_The data_
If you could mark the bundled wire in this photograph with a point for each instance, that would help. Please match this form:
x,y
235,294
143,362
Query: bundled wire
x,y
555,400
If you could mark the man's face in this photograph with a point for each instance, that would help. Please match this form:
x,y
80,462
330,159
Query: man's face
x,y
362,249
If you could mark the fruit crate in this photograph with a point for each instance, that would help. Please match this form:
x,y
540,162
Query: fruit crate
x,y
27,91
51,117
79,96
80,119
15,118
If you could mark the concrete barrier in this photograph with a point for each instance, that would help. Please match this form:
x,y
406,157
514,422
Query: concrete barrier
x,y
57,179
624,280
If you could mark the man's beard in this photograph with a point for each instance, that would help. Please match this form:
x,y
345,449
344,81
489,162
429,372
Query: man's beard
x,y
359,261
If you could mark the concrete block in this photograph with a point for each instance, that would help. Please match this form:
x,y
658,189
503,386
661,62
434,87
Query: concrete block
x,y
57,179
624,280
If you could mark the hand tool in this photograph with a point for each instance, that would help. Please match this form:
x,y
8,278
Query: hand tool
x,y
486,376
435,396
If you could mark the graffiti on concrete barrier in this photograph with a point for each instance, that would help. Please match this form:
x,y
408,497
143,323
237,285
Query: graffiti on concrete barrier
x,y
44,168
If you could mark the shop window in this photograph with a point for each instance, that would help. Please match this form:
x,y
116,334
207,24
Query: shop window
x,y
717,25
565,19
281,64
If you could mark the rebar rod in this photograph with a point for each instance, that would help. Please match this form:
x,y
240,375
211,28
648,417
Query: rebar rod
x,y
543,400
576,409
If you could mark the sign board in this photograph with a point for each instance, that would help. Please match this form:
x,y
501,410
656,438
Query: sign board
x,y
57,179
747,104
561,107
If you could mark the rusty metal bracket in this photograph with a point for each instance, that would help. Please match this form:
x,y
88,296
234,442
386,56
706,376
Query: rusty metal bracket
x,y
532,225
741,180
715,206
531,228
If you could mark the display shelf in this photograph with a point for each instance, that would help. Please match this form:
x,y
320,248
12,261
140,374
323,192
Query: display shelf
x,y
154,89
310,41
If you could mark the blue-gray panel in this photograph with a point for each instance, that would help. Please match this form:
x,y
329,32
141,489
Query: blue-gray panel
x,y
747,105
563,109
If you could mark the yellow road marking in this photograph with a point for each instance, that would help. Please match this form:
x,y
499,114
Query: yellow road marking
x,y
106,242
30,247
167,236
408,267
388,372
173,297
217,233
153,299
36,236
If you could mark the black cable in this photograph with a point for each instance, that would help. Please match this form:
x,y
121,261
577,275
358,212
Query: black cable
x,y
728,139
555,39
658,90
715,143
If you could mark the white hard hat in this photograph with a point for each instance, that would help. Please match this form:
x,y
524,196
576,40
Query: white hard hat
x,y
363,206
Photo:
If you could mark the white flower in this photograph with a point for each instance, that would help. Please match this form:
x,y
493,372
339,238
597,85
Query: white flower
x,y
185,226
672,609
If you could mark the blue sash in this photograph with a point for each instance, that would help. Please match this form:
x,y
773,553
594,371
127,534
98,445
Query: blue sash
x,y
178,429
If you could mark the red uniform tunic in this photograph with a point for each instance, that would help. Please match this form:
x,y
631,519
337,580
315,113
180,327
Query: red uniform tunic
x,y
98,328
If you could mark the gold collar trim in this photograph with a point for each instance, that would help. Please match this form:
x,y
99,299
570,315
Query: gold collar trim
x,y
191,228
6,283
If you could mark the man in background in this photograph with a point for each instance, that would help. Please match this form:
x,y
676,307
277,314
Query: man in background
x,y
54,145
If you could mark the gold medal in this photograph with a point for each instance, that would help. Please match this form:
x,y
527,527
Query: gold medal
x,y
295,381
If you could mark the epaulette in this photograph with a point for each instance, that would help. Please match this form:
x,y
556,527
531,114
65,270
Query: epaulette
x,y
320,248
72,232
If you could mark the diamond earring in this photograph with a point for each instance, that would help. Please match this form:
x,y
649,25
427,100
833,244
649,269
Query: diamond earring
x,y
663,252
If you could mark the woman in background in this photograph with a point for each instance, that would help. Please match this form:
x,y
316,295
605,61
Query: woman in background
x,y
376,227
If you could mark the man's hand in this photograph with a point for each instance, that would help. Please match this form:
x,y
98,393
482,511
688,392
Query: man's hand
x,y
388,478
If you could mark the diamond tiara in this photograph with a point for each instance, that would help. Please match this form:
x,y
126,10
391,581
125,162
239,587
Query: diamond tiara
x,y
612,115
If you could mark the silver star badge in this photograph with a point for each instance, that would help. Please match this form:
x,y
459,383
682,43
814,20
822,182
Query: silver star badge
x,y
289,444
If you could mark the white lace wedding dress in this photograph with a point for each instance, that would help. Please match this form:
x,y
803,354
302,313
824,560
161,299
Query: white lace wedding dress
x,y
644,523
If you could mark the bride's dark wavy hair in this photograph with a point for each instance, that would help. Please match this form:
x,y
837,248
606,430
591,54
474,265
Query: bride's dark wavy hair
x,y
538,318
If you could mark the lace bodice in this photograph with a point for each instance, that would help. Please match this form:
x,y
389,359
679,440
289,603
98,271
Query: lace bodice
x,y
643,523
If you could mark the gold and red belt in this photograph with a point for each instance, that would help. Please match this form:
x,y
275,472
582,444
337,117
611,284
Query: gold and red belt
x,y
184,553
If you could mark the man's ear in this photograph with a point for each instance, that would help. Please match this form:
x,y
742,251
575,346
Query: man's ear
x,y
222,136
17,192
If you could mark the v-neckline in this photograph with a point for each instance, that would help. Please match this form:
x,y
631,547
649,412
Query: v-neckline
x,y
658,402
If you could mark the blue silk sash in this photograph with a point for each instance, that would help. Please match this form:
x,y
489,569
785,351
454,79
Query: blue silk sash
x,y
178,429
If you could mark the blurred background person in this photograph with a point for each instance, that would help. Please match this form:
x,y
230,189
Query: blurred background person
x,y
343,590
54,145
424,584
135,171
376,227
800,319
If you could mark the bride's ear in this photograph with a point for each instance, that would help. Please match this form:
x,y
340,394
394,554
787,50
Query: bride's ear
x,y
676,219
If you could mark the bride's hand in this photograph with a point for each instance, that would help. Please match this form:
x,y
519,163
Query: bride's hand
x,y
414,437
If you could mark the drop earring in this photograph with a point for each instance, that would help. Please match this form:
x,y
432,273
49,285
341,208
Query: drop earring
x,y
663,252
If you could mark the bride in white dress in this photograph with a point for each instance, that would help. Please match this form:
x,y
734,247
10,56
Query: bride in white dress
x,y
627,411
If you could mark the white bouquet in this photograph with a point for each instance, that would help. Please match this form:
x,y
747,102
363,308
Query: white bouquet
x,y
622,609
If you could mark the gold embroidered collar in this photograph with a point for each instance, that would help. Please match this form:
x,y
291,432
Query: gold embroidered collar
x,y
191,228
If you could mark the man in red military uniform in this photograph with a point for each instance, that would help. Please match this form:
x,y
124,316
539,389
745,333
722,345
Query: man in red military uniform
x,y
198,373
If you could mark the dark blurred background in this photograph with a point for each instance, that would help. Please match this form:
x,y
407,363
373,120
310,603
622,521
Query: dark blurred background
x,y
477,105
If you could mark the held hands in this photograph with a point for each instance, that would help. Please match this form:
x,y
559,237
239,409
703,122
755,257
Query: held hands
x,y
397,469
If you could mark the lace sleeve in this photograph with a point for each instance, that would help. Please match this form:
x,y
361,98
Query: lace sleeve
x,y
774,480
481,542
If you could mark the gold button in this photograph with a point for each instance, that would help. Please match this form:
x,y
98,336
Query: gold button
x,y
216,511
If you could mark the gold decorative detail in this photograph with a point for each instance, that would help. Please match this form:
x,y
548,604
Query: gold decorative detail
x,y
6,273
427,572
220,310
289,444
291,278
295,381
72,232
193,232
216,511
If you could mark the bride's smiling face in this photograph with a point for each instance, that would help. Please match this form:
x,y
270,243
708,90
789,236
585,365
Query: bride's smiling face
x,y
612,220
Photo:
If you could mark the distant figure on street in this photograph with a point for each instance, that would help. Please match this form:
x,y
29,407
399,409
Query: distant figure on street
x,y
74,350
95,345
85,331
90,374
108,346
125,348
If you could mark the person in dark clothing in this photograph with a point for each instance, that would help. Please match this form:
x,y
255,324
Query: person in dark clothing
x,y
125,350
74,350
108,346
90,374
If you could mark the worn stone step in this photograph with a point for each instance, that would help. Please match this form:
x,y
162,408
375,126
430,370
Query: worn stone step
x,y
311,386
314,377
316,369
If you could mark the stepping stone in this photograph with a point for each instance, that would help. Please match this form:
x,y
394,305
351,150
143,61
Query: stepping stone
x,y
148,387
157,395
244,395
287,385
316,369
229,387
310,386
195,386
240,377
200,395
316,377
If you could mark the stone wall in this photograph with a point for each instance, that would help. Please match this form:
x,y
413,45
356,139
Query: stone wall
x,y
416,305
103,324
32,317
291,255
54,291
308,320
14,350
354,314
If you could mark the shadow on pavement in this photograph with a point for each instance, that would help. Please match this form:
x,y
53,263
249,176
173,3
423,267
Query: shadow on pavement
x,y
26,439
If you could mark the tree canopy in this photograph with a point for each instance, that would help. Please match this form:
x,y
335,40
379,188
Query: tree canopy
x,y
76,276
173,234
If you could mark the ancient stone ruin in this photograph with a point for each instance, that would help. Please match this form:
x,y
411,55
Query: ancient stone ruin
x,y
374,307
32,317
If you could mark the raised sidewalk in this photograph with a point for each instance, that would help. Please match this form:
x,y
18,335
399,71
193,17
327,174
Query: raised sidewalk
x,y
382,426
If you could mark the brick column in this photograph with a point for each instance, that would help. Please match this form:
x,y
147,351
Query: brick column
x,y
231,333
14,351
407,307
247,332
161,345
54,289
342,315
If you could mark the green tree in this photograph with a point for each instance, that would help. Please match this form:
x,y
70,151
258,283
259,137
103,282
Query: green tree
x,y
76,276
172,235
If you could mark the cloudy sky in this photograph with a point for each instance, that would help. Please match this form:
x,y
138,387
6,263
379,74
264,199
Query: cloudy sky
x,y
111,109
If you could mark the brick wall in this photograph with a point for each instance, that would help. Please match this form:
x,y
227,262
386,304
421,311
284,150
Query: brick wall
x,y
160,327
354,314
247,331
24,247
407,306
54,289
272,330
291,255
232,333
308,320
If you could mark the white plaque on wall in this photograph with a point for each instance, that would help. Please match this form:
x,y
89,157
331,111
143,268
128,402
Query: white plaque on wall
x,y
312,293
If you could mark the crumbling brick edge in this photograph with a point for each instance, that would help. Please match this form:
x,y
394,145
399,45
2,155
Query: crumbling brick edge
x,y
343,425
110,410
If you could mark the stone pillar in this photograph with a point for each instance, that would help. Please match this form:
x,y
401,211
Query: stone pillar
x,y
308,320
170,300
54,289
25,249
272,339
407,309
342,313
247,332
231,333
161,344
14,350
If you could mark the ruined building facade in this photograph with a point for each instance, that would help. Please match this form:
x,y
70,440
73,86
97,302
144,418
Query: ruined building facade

_What you are asked to do_
Go through the material and copy each line in which the word "ruined" occurs.

_Task solution_
If you could mark the ruined building facade in this photograph with a point for each instance, that would help. Please match this form:
Query: ruined building facade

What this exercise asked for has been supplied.